TO BE DONE —
**A.** Reproduce the passage on derived mosaic datasets word for word, starting with "All data added" and going on through "derived mosaic dataset).".
**B.** Carry on the passage on derived mosaic datasets from its final line, writing what comes next.

DOCUMENT —

All data added to the derived mosaic dataset should be contained within source mosaic datasets using the parameters below (no individual rasters should be added to the derived mosaic dataset).
| Parameter | Setting |
|---|---|
Raster type | TABLE |
Calculate Cell Sizes | Off |
Update Boundary | On Note:Any new source mosaic datasets outside the current boundary will update the boundary, usually approximated to an envelope |
How should I populate metadata?
After adding the source mosaics, ensure Dataset_ID and other key metadata fields have been copied into the derived mosaic dataset for all records.
How should I deal with footprints and NoData values in my imagery?
When the source mosaic datasets are combined in the derived mosaic dataset, any NoData pixels will be filled with valid data from a lower priority dataset (typically lower resolution).
Note:
This assumes that (1) NoData values in the source mosaic datasets have been dealt according to the guidelines and (2) that Footprints May Contain NoData has been set to Yes in the derived mosaic dataset properties.
This feature can also be used to create different surface types.
| Desired Outcome | Methodology |
|---|---|
| DTMs that show 0 for oceans | If the derived mosaic dataset should only represent land areas (no bathymetric data included), oceans should be represented with an elevation value of 0. Typically, datasets such as SRTM have 0 for sea areas. If you're using datasets that represent oceans as NoData, it is best to add a small raster (called ZeroElevation, for example) to the derived mosaic dataset that covers the complete data extent with only 0 values. Give it a low priority (i.e. a large Best value), so NoData values such as sea will always default to 0. Areas that are not sea would typically be covered by datasets such as SRTM. |
DTMs that show NoData for oceans (or other NoData area) | In this case, do not include a ZeroElevation raster. For datasets such as SRTM, set 0 to be NoData by adding a mask function to each raster. |
Do I need to create seamlines?

STORED DATA —
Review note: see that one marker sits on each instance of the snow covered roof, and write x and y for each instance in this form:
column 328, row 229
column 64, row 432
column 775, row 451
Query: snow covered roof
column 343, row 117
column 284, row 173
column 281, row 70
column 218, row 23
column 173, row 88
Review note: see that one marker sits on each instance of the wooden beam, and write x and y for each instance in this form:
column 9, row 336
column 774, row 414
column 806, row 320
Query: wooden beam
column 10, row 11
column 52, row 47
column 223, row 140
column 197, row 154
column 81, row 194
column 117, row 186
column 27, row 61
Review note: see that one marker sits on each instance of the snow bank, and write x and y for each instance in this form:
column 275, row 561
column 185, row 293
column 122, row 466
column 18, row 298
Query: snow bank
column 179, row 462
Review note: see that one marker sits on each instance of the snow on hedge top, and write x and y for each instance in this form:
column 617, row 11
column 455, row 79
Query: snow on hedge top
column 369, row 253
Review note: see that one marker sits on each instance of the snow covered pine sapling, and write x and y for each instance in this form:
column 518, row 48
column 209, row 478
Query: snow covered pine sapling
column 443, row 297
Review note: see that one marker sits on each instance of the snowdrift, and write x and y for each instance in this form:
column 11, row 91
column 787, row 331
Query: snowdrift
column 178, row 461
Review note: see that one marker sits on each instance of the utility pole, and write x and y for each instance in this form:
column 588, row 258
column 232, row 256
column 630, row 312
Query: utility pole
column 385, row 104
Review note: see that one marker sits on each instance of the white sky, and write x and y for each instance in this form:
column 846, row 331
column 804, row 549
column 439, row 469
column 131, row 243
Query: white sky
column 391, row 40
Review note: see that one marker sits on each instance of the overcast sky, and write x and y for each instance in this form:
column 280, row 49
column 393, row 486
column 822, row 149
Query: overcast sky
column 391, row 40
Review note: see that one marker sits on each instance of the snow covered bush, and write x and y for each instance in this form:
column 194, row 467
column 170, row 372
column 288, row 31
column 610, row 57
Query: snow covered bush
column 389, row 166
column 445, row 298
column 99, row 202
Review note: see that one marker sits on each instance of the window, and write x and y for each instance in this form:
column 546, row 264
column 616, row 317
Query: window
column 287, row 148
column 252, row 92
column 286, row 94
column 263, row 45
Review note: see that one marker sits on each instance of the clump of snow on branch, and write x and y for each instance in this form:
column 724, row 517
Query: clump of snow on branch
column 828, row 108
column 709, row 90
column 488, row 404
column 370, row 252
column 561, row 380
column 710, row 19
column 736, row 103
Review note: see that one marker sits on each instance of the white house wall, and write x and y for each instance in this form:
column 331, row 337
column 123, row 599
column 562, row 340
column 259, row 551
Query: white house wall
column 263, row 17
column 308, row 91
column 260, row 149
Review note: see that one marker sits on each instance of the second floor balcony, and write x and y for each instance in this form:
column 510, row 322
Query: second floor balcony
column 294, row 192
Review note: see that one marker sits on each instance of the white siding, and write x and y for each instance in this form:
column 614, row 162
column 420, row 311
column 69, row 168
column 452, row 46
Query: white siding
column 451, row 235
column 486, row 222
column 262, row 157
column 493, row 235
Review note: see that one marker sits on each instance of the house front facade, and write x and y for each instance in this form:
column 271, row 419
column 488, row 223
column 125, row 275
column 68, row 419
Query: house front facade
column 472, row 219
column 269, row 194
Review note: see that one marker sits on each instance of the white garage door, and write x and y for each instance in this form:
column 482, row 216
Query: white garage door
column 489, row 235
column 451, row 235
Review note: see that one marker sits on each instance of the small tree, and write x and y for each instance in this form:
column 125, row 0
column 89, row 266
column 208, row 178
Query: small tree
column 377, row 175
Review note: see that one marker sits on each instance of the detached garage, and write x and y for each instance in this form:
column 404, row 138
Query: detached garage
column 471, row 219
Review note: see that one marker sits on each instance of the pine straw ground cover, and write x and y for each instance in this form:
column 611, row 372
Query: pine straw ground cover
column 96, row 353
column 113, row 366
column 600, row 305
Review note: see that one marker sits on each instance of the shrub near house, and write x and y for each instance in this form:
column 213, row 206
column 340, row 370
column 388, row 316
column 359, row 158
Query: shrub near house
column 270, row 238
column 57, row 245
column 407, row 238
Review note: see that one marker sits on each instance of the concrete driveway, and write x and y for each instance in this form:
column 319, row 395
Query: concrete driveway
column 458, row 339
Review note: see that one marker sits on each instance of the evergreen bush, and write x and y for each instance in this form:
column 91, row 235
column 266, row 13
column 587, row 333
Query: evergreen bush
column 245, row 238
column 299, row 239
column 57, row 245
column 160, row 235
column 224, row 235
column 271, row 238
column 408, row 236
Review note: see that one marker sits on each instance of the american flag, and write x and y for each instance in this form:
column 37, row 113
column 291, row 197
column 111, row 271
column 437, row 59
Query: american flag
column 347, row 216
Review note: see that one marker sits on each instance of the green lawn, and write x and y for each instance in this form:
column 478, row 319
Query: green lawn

EXPECTED RESULTS —
**A.**
All data added to the derived mosaic dataset should be contained within source mosaic datasets using the parameters below (no individual rasters should be added to the derived mosaic dataset).

**B.**
Generally no, unless you want edges blended.
Mosaic datasets of elevation data typically contain sources of multiple resolutions, and a Best field is used to order the dataset. The question, then, is what happens at the edges between datasets. By default, ArcGIS merges the datasets with no blend so that the best pixel is on top. This can result in artifacts in the form of jumps appearing along such edges. In many cases, such artifacts are not incorrect and should be left as-is.
There are cases where you may want to have the edges blended, and this is where seamlines can be used. The ArcGIS functions for seamline generation are written primarily for blending optical imagery and are not really applicable for elevation data. For elevation data, higher-resolution (or accuracy) data should be used to the fullest extent possible, with a blend to remove only sudden changes. To do this, create a seamline that falls along the extent of the higher-resolution dataset, then define an inside blend over a specified distance or number of pixels. This process involves the following:
- For the higher-resolution rasters you want to blend, edit the footprints to make them fit closer with the NoData extent. Use the Build Footprint tools and increase the number of allowed vertices.
Note:
For highly irregular extents, it may be better to shrink the footprints a bit to ensure there are no gaps of NoData.
- Run the Generate Seamlines function (using Copy Footprint) to copy the footprint geometry into the seamline.
Note:
To reset the footprints, re-run the Build Footprint tools using previous parameters, or use Import Footprints using a backup of the mosaic dataset before the footprints were refined.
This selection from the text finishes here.